(Region pointing data)
▼

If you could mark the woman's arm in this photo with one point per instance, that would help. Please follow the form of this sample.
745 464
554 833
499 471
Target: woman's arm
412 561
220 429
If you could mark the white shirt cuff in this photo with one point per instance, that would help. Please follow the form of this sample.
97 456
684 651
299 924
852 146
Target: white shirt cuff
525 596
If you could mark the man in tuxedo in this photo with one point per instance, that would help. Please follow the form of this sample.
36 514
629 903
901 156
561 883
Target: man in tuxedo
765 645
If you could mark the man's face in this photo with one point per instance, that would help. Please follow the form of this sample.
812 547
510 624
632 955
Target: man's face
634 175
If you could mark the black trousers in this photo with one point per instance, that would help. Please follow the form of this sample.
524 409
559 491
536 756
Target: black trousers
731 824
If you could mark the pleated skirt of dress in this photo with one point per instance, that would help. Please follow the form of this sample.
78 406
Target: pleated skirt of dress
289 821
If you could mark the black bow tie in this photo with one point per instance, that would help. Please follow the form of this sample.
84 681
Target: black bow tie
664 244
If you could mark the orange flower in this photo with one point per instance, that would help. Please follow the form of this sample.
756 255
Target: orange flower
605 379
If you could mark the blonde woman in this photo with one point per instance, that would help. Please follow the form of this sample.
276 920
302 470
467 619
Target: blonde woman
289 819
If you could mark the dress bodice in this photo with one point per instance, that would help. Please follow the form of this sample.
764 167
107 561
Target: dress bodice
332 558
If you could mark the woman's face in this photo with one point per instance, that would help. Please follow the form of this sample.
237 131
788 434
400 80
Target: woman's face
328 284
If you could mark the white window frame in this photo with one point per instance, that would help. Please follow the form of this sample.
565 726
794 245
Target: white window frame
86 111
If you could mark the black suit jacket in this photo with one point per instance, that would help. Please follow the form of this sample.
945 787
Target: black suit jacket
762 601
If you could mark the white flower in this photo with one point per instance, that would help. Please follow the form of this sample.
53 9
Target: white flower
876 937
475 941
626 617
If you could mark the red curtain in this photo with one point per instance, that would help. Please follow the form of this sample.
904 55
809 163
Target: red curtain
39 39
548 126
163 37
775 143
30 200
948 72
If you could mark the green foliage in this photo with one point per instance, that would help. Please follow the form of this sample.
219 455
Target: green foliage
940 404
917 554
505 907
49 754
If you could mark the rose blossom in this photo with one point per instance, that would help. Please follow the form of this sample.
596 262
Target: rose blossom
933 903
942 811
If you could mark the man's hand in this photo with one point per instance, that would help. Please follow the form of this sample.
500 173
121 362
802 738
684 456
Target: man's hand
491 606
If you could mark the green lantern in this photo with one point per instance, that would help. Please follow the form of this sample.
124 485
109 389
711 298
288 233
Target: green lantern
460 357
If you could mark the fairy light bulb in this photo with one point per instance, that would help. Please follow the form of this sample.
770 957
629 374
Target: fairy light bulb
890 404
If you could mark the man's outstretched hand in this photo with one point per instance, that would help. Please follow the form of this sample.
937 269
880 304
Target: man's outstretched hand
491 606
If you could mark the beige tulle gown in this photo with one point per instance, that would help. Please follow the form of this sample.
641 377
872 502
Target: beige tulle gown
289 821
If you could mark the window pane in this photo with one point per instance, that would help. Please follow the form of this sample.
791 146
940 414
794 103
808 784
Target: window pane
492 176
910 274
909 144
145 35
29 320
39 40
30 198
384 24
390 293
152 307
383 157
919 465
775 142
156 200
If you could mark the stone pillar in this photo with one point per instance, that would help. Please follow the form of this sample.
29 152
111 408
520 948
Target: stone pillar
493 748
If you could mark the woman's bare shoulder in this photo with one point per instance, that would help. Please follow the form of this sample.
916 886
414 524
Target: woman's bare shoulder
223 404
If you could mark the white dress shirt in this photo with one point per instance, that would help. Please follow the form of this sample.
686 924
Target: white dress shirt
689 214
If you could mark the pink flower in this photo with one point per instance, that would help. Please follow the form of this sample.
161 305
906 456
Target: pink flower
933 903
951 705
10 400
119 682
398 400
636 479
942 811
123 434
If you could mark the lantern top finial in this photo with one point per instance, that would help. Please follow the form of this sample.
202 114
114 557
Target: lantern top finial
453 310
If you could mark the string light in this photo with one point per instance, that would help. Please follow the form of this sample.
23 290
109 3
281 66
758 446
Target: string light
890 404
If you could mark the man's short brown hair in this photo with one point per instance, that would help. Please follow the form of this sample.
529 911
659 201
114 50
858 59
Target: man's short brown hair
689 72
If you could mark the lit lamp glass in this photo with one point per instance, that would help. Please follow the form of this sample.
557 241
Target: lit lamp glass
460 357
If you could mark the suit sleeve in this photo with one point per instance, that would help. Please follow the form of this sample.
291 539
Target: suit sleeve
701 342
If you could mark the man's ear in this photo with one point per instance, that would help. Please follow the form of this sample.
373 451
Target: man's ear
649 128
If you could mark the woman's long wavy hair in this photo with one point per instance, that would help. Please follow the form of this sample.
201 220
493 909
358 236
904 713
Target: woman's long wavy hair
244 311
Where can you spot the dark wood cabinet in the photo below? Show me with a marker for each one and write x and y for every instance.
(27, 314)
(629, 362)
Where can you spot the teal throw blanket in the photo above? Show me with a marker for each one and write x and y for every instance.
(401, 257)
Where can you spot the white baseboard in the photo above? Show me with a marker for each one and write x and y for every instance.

▲

[Requirement]: Please give an exact copy of every entry.

[Response]:
If you could mark the woman's arm in this photo with one point per instance, that would help. Please follow the form of this sample.
745 464
554 833
499 471
Target: woman's arm
412 561
220 429
If you could mark the white shirt cuff in this photo with one point per instance, that would help. Please follow the form of this sample.
97 456
684 651
299 924
852 146
Target: white shirt cuff
525 596
If you could mark the man in tuxedo in this photo with one point per instance, that would help. Please follow the form of this sample.
36 514
629 903
901 156
561 883
Target: man in tuxedo
765 645
If you could mark the man's face in this photo with one point per instance, that would help. Please follow the form of this sample.
812 547
510 624
632 955
Target: man's face
634 175
If you could mark the black trousers in this photo with one point per instance, that would help. Please follow the form of this sample.
524 409
559 491
536 756
Target: black trousers
731 824
If you could mark the pleated skirt of dress in this photo with one point per instance, that would help. Please follow the form of this sample.
78 406
Target: pleated skirt of dress
289 821
If you could mark the black bow tie in this photo with one point per instance, that would help. Please follow the form of this sample.
84 681
Target: black bow tie
664 244
If you could mark the orange flower in this photo with one point per instance, that would help. Please follow the form of this sample.
756 255
Target: orange flower
605 379
If you could mark the blonde woman in this photo with one point per instance, that would help. Please follow the form of this sample.
276 920
302 470
467 619
Target: blonde woman
289 819
If you could mark the dress bodice in this photo with one point per instance, that would help. Please follow the form of this sample.
764 167
107 561
Target: dress bodice
332 558
If you could mark the woman's face in this photo with one point per instance, that would help. Please follow the form of this sample.
237 131
788 434
400 80
Target: woman's face
328 284
If you could mark the white window frame in this photo with one point per instance, that would help. Please follow the form of this sample.
565 726
794 245
Target: white window frame
86 111
If you could mark the black suit jacket in this photo with one point per instance, that would help. Please follow the form of this sample.
945 787
Target: black suit jacket
762 601
If you could mark the white flower in this photo with one point per instance, that would help. Please follow the form of this sample.
53 9
Target: white flower
876 937
475 941
626 617
If you could mark the red curtain in this photo with one point per instance, that would help. Please follow the form of this sample.
904 55
809 163
Target: red curtain
39 39
548 126
163 37
775 143
30 200
948 72
If you could mark the green foliage in this photo with one point per instance, that would help. Please follow the form of this sample.
219 455
Target: green foliage
940 404
917 554
505 907
49 754
If you could mark the rose blossom in this photo with one point per instance, that would help. Please follow the form of this sample.
596 262
Target: rose blossom
933 903
942 811
If you could mark the man's hand in this photo with one point per instance, that would help. Please follow the form of this sample.
500 173
121 362
802 738
684 456
Target: man's hand
491 606
If you could mark the green lantern in this photo with one point per instance, that would help. Please follow the form of this sample.
124 485
109 389
711 298
288 233
Target: green lantern
460 357
If you could mark the fairy light bulb in this photo with one point per instance, that would help. Please follow the form of this sample.
770 957
629 374
Target: fairy light bulb
890 404
If you could mark the man's outstretched hand in this photo with one point per instance, that would help. Please follow the form of this sample.
937 269
880 304
Target: man's outstretched hand
491 606
If you could mark the beige tulle gown in this photo with one point per instance, that would help. Please follow the form of this sample.
641 377
872 502
Target: beige tulle gown
289 821
If you could mark the window pane in this photo with one point per instance, that would help. Please follow the form of this sample.
791 146
940 414
794 103
808 784
Target: window pane
492 176
910 274
909 144
145 35
29 320
39 40
30 198
384 24
390 293
152 307
383 157
919 465
775 142
156 200
If you could mark the stone pillar in this photo with one point per instance, that would help. Please follow the form of this sample.
29 152
111 408
520 948
Target: stone pillar
493 748
If you could mark the woman's bare shoulder in this photo with one point per instance, that would help. Please follow the form of this sample.
916 886
414 524
Target: woman's bare shoulder
223 404
If you could mark the white dress shirt in this photo with one point per instance, that would help. Please follow the form of this sample.
686 924
Target: white dress shirt
689 214
If you could mark the pink flower in this photo with one point per instance, that would help. Please follow the form of this sample.
161 305
906 456
Target: pink flower
933 903
951 705
10 400
119 682
398 400
636 479
942 811
123 434
If you could mark the lantern top finial in this photo with one point per instance, that would help. Please follow the form of this sample.
202 114
114 557
Target: lantern top finial
453 310
If you could mark the string light in this photo with one point per instance, that would help. Please follow the form of this sample.
23 290
109 3
281 66
758 446
Target: string light
890 404
If you could mark the man's short brown hair in this photo with one point per instance, that would help. Please follow the form of this sample.
529 911
659 201
114 50
858 59
Target: man's short brown hair
689 72
If you could mark the lit lamp glass in this photo with one point per instance, that would help. Please follow the form of this sample.
557 241
Target: lit lamp glass
460 357
If you could mark the suit sleeve in this photo with one point per instance, that would help. Please follow the form of this sample.
291 539
Target: suit sleeve
701 342
If you could mark the man's ear in this photo with one point per instance, that would help. Please follow the form of this sample.
373 451
Target: man's ear
649 128
If you could mark the woman's long wavy hair in this photo with one point per instance, that would help. Please follow the form of this sample.
201 220
493 909
358 236
904 713
Target: woman's long wavy hair
244 311
Where can you spot the dark wood cabinet in the photo below? Show me with a marker for each one and write x and y for every instance.
(27, 314)
(629, 362)
Where can you spot the teal throw blanket in the photo above? Show me with a marker for each one and write x and y for every instance.
(401, 257)
Where can you spot the white baseboard in the photo above? Show me with a marker for each one and write x and y for every instance.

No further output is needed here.